# [Task to complete]
Reproduce the rows character for character, from the first line through the line that contains "Segment every instance of the paved", including both ends.

── The data ──

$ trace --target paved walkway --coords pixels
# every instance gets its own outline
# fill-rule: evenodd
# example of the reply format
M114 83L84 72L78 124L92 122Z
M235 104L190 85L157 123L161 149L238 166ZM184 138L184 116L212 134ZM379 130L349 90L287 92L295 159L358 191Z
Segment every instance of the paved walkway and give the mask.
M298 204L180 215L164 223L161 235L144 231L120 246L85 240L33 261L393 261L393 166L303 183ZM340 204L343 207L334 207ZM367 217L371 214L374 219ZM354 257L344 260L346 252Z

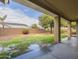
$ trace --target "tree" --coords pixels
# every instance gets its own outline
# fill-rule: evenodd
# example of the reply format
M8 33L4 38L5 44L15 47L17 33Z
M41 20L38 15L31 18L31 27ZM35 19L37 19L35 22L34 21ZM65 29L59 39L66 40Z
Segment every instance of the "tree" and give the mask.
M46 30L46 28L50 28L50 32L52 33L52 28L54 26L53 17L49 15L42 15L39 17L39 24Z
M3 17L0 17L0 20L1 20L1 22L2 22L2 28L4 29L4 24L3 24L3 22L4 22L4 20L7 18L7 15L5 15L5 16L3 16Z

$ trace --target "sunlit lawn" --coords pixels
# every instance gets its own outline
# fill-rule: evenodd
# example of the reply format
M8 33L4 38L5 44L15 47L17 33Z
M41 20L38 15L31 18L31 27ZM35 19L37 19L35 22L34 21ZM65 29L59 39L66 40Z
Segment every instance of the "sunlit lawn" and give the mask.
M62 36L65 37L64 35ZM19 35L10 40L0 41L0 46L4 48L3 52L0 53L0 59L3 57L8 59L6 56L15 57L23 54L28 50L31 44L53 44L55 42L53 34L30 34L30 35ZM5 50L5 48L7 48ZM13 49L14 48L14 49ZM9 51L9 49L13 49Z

───

# [Answer to this exercise]
$ trace --target paved walkway --coords pixels
# every instance gets its own outline
# fill-rule: evenodd
# example of the reply format
M114 83L84 72L78 124L92 122Z
M235 104L190 85L157 123L161 149L238 166ZM184 138L184 116L212 134ZM379 130L349 90L287 92L295 159L358 191Z
Segment every instance of the paved walkway and give the mask.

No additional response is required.